A terceira parte foca nas duas principais características atribuídas ao teórico “Recrutador” e “Ideólogo”. A obra reafirma ‘Azzam como um recrutador eficiente, apresentando como seus escritos influenciaram e influenciam a migração para zonas de conflito. Hegghammer identifica em ‘Azzam um autor prolixo e foca em três obras de destaque. Signs of arRahmann in jihad of Afghanistan (1983), um compilado de relatos de sinais de favorecimento divino à causa afegã. Assim como Darryl Li (2012), Hegghammer defende que o texto introduz a martirologia no sunismo salafista. Além disso, mostra como após a sua publicação, relatos sobre mártires se popularizaram entre militantes islamistas.

Publicado em 1985, Defense of the muslim lands também recebe atenção. Na obra, ‘Azzam propôs que quando os muçulmanos são atacados, defendê-los é uma obrigação individual de cada fiel. Hegghammer percebe um efeito cascata; por ser uma obrigação individual não há autoridade que possa impedir a jihad. Para o autor, de algum modo, ‘Azzam construiu o argumento para a deslegitimação dos intelectuais e das autoridades, viabilizando uma postura mais autossuficiente de cada jihadista. Por fim, o pesquisador analisa a publicação de 1987 – Join the Caravan, à qual o título do livro faz alusão. Hegghammer sublinha como o texto compõe o léxico jihadista desde sua publicação e tornou-se, em suas palavras, um clássico instantâneo. Para o autor, o carisma professoral transparece na escrita e em palestras de ‘Azzam, ao que se soma, a pertinência dos temas, a erudição do teórico e as suas conexões, elementos que favoreceram a disseminação do pensamento do palestino.

AMOSTRAS DOS DADOS
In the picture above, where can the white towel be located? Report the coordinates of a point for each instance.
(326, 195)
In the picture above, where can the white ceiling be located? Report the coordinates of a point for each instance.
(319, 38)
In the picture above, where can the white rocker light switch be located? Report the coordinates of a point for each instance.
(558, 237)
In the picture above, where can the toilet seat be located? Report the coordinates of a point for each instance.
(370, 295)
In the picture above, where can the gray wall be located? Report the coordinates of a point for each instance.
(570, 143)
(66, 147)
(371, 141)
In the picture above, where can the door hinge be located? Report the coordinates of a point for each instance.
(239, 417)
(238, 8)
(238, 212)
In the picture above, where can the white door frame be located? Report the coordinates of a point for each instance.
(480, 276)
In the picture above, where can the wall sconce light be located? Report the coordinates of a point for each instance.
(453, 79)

* * *

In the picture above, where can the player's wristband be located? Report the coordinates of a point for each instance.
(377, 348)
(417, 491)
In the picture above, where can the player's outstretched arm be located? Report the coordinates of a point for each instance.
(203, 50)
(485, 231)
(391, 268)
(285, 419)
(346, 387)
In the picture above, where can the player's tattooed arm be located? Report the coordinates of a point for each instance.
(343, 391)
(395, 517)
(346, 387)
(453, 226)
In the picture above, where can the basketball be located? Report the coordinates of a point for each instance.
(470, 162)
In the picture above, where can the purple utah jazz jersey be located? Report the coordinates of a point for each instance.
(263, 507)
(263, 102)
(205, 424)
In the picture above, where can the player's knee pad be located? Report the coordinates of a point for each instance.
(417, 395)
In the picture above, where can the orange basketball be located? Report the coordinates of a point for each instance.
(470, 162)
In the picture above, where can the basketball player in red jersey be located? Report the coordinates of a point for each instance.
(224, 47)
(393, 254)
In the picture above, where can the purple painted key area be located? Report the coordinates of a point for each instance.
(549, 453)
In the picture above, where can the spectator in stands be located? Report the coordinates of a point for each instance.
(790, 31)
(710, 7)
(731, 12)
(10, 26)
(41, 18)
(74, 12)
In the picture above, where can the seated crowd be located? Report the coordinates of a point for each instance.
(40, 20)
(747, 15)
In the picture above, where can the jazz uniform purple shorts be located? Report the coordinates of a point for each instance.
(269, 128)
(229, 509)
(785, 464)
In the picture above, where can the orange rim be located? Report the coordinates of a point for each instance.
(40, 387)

OBJETIVOS
[a] No texto sobre a análise de Hegghammer acerca de ‘Azzam, qual é o título da publicação de 1987 à qual o título do livro faz alusão?
[b] Retome o texto sobre a análise de Hegghammer acerca de ‘Azzam logo após a última frase apresentada.

RESPOSTAS POR TAREFA
[a] Join the Caravan.

[b]
Por fim, a quarta parte trata do legado do palestino “Inimigo”, “Mártir” e “Ícone”. A morte de ‘Azzam em um atentado a bomba no centro de Peshawar, em novembro de 1989, é um grande mistério. Hegghammer, em “Inimigo” e em “Mártir”, avalia os possíveis perpetradores: governos locais, outros jihadistas e Israel. Os últimos capítulos assumem uma postura especulativa e o autor conclui que o mais provável seria uma execução orquestrada pela inteligência paquistanesa. Ao mesmo tempo, o autor mostra que a morte do teórico contribuiu para construir narrativas muito positivas a seu respeito. O Hamas e al Qa’idah reclamam a memória de ‘Azzam e, segundo Hegghammer, nenhuma organização jihadista ousaria se opor ao teórico aberta e publicamente.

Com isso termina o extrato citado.